• Saved entries
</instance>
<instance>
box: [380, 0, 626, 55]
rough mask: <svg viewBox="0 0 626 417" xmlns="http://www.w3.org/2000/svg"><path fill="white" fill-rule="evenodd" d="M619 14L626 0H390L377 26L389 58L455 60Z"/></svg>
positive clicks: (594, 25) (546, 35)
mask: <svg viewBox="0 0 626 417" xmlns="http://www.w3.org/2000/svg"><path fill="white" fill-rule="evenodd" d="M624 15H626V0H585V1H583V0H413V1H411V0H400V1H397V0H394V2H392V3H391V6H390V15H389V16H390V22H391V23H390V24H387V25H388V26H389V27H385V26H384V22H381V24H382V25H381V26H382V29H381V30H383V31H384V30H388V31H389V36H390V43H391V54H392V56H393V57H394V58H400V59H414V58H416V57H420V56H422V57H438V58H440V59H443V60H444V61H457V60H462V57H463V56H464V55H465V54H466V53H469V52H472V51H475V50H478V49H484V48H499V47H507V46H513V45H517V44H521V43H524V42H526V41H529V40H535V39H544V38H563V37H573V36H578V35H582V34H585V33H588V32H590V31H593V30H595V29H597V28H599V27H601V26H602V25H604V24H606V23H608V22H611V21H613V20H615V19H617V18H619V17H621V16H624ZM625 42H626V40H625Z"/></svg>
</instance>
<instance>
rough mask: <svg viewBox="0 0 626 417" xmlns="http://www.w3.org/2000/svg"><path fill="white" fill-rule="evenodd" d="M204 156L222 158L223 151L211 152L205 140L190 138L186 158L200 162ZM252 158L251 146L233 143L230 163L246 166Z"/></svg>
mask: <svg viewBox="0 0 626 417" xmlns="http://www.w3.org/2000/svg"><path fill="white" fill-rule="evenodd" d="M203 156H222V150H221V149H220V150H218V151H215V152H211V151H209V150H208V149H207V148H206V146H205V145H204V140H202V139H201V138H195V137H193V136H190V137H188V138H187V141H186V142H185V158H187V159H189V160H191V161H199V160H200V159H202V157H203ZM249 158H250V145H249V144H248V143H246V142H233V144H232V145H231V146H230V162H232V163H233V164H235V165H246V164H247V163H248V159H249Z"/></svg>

• Required action
Transcribe each entry. Leave nothing out.

• Answer
</instance>
<instance>
box: [380, 0, 626, 55]
rough mask: <svg viewBox="0 0 626 417" xmlns="http://www.w3.org/2000/svg"><path fill="white" fill-rule="evenodd" d="M619 14L626 0H390L377 26L389 58L455 60Z"/></svg>
positive clicks: (594, 25) (546, 35)
mask: <svg viewBox="0 0 626 417" xmlns="http://www.w3.org/2000/svg"><path fill="white" fill-rule="evenodd" d="M624 15H626V0H585V1H583V0H413V1H411V0H400V1H397V0H394V2H392V3H391V6H390V15H389V16H390V22H391V23H390V24H387V25H388V26H389V27H385V26H384V22H381V24H382V25H381V26H382V29H381V30H383V31H384V30H388V31H389V36H390V43H391V54H392V56H393V57H394V58H400V59H414V58H416V57H420V56H422V57H438V58H440V59H443V60H444V61H457V60H462V57H463V56H464V55H465V54H466V53H469V52H472V51H475V50H478V49H484V48H499V47H507V46H513V45H517V44H521V43H524V42H526V41H529V40H535V39H544V38H563V37H573V36H578V35H582V34H585V33H588V32H590V31H593V30H595V29H597V28H599V27H601V26H602V25H604V24H606V23H608V22H611V21H613V20H615V19H617V18H619V17H621V16H624ZM625 42H626V40H625Z"/></svg>
</instance>
<instance>
rough mask: <svg viewBox="0 0 626 417" xmlns="http://www.w3.org/2000/svg"><path fill="white" fill-rule="evenodd" d="M204 156L222 158L223 151L211 152L205 140L190 138L186 158L200 162ZM252 158L251 146L233 143L230 163L246 166Z"/></svg>
mask: <svg viewBox="0 0 626 417" xmlns="http://www.w3.org/2000/svg"><path fill="white" fill-rule="evenodd" d="M203 156H222V150H221V149H220V150H218V151H215V152H211V151H209V150H208V149H207V148H206V146H205V145H204V140H202V139H201V138H195V137H193V136H190V137H188V138H187V141H186V142H185V158H187V159H189V160H191V161H199V160H200V159H202V157H203ZM249 158H250V145H249V144H248V143H246V142H233V144H232V145H231V146H230V162H232V163H233V164H235V165H246V164H247V163H248V159H249Z"/></svg>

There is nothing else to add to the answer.